----- DATA FOR THE TASK -----

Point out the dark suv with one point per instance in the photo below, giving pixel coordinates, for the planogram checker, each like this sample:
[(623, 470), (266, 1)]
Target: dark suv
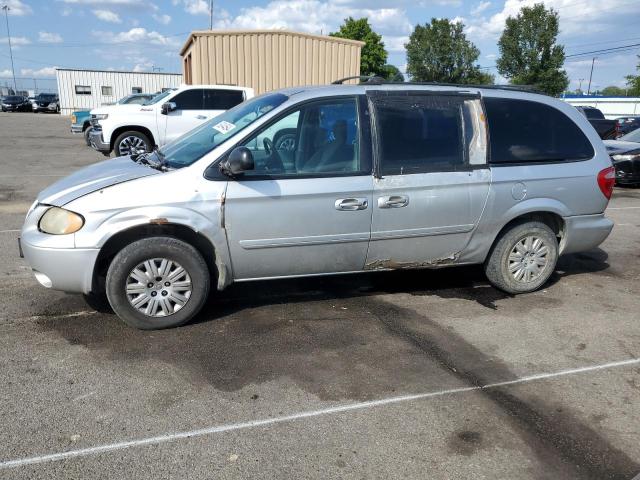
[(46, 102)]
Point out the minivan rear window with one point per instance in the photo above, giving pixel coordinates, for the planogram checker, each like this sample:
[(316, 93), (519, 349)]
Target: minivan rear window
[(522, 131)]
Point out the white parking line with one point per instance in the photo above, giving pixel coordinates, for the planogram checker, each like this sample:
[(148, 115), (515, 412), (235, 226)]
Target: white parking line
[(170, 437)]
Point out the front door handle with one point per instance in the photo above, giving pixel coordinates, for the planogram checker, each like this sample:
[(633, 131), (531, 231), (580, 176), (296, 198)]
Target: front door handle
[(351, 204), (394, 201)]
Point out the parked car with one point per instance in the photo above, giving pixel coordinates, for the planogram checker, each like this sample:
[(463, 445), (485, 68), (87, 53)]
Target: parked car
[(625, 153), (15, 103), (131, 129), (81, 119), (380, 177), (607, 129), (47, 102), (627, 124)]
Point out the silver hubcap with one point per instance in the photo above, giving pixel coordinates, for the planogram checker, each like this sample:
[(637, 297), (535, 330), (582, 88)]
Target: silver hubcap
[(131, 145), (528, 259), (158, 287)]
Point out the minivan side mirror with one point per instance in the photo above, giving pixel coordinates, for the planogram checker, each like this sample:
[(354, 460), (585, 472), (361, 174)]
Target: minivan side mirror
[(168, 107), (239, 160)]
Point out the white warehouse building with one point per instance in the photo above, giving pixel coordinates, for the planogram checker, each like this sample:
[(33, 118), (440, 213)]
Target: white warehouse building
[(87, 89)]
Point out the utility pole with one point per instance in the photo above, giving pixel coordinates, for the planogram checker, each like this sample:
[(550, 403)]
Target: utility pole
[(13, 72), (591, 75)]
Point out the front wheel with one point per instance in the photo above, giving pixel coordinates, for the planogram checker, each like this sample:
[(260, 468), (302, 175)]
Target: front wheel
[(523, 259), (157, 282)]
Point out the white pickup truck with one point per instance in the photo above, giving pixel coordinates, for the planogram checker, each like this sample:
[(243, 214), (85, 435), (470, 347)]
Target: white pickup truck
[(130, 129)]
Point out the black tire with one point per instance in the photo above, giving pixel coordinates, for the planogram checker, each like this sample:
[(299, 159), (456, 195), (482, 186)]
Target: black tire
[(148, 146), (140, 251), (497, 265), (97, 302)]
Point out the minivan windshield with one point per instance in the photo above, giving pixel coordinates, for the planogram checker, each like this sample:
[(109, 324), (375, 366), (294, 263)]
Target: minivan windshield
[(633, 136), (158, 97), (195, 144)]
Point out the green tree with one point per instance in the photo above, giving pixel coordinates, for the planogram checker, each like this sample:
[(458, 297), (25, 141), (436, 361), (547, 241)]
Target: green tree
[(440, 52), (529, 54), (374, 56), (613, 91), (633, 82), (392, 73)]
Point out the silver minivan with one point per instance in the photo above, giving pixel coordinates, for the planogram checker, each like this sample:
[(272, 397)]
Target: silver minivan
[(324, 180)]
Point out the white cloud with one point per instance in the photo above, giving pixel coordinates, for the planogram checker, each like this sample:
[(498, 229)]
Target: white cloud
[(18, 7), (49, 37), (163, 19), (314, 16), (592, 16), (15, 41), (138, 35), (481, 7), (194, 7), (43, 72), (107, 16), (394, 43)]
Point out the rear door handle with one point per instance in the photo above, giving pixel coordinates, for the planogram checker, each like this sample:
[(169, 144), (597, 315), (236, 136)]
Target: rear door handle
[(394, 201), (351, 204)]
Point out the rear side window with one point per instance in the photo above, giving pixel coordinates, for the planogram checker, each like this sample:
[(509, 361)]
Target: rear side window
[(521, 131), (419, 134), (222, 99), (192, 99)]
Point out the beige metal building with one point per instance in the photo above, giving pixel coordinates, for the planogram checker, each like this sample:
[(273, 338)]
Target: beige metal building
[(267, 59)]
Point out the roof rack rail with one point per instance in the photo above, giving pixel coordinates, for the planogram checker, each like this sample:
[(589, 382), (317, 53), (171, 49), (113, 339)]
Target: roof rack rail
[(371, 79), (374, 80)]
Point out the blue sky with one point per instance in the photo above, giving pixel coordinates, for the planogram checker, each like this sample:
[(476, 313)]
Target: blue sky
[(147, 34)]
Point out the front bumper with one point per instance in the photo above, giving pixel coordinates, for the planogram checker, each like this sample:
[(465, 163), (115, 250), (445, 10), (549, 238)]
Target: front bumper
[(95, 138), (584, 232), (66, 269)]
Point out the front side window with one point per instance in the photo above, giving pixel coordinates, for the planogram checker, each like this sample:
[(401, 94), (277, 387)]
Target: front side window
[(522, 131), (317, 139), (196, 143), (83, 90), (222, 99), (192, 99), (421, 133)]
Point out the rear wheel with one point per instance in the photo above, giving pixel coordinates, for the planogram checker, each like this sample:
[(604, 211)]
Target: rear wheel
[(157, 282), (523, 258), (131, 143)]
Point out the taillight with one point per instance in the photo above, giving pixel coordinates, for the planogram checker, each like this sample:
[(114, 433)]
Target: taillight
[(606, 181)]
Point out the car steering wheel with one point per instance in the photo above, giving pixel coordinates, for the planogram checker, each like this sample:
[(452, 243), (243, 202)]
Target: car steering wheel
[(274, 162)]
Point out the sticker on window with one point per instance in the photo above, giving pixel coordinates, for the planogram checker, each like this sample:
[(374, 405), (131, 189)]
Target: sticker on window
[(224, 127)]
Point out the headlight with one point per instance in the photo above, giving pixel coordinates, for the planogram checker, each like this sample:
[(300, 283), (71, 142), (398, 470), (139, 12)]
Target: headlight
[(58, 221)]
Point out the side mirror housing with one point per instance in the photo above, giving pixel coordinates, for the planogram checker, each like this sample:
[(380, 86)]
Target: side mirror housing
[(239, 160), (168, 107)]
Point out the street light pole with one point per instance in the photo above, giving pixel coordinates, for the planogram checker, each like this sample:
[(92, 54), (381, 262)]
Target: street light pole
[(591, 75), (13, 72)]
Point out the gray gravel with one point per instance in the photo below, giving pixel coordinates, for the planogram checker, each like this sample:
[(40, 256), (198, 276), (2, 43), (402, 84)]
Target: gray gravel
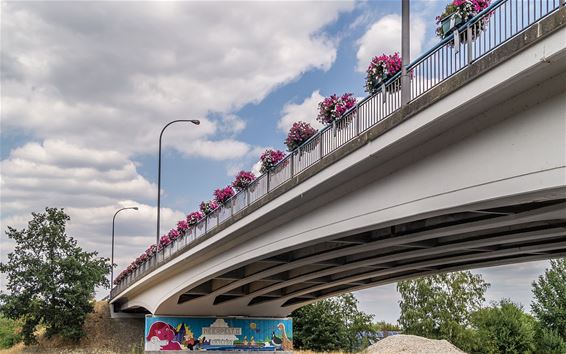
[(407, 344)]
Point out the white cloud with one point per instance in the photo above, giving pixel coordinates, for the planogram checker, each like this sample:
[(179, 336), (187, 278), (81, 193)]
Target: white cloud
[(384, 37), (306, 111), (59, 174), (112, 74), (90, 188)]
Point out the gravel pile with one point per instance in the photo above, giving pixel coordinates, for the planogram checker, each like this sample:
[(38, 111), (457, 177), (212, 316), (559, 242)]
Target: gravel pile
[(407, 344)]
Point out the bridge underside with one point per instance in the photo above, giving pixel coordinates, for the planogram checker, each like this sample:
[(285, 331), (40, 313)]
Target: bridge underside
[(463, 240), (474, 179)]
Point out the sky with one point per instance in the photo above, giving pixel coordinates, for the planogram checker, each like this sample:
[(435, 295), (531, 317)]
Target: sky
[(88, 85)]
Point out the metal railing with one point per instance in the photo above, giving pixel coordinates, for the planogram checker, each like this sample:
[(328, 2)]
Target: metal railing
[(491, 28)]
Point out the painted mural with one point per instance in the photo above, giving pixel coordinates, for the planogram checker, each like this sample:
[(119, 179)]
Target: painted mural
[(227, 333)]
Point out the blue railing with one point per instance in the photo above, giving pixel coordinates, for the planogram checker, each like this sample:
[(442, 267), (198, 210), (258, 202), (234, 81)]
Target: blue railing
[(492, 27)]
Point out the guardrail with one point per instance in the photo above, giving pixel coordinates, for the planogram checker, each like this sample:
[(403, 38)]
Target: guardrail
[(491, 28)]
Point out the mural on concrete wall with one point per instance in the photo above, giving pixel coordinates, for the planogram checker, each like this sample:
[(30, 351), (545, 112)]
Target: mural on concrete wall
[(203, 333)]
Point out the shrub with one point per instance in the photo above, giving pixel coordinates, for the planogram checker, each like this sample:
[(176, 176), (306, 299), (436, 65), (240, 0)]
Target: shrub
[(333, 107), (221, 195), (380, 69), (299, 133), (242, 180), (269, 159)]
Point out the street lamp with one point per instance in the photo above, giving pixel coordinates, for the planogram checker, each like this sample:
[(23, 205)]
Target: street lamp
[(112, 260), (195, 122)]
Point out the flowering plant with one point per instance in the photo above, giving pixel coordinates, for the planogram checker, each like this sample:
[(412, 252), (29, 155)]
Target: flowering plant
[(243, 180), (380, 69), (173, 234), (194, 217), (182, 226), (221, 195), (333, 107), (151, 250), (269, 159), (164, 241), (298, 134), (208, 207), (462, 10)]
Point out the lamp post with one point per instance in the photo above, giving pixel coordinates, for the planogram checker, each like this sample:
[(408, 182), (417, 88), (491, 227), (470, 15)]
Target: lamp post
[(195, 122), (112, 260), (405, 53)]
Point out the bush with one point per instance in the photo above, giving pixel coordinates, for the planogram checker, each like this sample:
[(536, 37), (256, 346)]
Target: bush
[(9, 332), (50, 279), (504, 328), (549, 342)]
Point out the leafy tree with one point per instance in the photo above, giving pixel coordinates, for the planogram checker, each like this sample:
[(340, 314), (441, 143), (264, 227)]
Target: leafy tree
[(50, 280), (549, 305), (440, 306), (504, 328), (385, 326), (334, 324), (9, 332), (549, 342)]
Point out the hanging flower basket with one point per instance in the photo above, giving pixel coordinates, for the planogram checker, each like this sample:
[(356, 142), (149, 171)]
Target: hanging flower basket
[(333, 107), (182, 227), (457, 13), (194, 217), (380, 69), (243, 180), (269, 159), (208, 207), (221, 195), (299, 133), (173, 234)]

-----
----- DATA FOR THE TASK -----

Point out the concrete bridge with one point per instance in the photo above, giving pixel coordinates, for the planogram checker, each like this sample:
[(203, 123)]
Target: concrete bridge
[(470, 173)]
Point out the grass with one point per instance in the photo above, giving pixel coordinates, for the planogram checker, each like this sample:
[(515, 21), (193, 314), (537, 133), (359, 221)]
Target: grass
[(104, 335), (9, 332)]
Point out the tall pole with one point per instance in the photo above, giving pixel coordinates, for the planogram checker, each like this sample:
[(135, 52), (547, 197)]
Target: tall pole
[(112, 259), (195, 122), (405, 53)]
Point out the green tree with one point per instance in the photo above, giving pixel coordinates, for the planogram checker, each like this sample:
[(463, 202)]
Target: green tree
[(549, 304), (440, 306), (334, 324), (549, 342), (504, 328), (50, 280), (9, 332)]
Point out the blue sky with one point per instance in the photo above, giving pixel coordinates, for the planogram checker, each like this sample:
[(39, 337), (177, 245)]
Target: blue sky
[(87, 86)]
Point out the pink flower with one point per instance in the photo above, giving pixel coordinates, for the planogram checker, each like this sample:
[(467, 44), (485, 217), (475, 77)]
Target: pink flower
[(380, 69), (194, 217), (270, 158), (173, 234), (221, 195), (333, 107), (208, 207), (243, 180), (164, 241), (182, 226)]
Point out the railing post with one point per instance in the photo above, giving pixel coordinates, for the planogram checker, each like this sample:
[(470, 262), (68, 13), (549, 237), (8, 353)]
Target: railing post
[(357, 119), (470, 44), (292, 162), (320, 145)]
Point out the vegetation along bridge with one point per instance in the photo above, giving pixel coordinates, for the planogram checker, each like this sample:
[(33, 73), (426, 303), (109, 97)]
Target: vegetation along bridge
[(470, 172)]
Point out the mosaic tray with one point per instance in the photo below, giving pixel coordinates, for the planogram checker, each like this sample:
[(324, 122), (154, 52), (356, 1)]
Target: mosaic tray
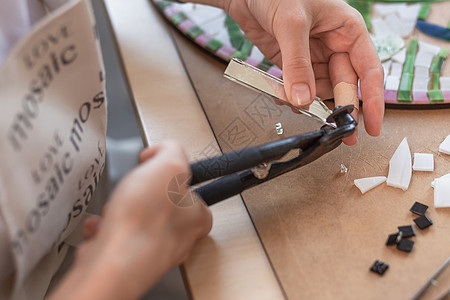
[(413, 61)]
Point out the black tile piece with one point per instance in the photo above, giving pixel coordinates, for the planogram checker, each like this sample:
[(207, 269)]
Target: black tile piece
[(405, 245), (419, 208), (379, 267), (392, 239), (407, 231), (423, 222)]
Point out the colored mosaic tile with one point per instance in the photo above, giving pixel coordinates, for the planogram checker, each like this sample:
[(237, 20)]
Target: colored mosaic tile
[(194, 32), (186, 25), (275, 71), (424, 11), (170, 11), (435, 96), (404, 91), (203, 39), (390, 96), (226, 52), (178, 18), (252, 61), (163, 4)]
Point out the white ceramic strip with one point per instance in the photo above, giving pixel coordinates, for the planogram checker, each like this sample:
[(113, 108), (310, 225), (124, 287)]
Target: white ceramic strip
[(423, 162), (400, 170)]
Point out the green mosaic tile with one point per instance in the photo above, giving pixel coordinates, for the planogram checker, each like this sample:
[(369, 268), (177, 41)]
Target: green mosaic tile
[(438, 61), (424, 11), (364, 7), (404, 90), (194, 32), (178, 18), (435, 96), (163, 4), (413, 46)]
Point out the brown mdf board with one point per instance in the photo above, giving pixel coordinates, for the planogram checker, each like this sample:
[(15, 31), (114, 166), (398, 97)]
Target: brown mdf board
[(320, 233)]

-----
----- DATA FOR THE TASK -----

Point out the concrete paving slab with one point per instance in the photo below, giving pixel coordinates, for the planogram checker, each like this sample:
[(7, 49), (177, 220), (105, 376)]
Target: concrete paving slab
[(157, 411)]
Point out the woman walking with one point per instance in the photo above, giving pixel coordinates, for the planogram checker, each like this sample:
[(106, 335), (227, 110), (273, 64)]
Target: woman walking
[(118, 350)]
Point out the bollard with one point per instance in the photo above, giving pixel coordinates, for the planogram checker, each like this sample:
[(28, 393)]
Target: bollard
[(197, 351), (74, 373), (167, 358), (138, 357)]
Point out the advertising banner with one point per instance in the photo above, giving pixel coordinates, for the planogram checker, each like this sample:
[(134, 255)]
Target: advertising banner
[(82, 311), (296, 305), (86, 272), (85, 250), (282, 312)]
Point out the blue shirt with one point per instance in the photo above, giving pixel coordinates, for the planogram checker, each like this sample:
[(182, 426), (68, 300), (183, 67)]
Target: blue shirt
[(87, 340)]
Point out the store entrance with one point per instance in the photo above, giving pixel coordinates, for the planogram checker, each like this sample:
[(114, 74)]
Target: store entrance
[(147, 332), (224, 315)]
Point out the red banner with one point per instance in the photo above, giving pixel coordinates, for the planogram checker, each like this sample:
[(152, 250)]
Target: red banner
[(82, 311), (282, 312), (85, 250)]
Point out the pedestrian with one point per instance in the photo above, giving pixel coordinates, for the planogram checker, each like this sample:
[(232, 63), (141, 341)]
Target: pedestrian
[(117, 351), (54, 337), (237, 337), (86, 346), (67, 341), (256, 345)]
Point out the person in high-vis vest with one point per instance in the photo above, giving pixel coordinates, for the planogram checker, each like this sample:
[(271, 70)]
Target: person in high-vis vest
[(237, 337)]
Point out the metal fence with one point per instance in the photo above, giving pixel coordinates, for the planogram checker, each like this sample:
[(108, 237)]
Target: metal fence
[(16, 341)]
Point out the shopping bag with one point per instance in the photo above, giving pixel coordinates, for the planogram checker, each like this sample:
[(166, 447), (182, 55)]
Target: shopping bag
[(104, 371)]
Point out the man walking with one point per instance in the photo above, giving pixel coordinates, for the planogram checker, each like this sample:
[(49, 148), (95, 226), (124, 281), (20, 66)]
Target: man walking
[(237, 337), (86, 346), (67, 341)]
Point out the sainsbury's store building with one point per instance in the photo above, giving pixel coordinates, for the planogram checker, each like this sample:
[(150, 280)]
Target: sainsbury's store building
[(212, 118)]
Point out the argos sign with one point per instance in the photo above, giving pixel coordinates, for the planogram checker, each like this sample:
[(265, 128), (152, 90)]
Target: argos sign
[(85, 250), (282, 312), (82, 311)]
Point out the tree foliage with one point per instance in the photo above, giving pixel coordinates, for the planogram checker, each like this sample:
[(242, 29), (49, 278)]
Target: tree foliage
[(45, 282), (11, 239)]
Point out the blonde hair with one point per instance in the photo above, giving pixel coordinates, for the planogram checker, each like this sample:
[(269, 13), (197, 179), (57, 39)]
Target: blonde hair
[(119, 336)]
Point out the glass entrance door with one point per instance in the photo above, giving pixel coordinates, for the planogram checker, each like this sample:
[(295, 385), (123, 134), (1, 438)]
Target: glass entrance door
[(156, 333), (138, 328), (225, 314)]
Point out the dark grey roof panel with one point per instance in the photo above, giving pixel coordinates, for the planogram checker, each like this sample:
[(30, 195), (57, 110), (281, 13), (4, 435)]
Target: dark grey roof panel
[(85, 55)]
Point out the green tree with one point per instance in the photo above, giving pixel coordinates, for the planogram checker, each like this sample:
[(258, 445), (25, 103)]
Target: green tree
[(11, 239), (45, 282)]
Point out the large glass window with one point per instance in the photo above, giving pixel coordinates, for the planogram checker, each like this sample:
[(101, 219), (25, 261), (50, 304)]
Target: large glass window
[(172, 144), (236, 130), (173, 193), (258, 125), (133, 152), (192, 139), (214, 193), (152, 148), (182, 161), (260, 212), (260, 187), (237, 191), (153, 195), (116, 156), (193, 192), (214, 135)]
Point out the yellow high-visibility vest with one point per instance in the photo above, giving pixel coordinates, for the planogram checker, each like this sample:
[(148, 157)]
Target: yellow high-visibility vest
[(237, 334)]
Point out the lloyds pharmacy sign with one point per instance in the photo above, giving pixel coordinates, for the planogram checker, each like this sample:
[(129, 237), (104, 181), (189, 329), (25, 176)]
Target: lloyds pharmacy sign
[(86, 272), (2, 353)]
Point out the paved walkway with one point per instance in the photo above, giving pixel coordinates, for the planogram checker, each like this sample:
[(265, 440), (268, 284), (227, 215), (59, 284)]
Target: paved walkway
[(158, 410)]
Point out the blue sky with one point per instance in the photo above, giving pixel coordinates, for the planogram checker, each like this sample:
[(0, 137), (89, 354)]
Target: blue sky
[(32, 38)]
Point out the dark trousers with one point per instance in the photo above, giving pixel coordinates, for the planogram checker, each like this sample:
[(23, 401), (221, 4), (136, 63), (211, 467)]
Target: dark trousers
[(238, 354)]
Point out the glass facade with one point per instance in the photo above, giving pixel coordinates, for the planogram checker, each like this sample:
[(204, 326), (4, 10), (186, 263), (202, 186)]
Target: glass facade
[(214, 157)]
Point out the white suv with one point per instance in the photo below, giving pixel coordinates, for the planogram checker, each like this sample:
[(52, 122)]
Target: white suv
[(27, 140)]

-----

(EXERCISE DETAILS):
Write out again the stretch of rows above from the one containing "Point out the mosaic" through the one containing "[(423, 162), (400, 170)]", including the requests and leaving out the pictures, with nothing else added. Multiply every pixel coordinate in the answers by 0.35 and round to whole numbers, halves up, but leave the requests and their sample coordinates unchanged.

(EXERCISE ANSWER):
Point out the mosaic tray with one point per instance in the photo below, giving pixel coordinates, for the planogram checker, each like this sample:
[(324, 122), (154, 52), (356, 1)]
Target: mosaic tray
[(145, 21)]
Point out the black tile piece with one point per instance in the photo above, giving pixel coordinates, for the planogram checker, each like this sample:
[(207, 269)]
Target: black tile piece
[(142, 86), (147, 73), (133, 93), (137, 84), (142, 81), (148, 78)]
Point out the colored mosaic tile with one point per instance in the photo above, giving pixel coordinates, for the planogram checker, each like this sample:
[(237, 20)]
Target: colored mosaic tile
[(68, 11), (65, 9), (96, 25), (148, 4), (60, 4), (152, 34), (141, 32), (71, 14), (137, 34), (79, 18), (62, 6), (88, 21), (57, 1)]
Point out the white ceramic strip with one point per instance in the photo above, giving pixel coordinates, for the planogram checker, each like this sample:
[(113, 108), (310, 225), (124, 287)]
Target: white ceramic strip
[(148, 57), (140, 60)]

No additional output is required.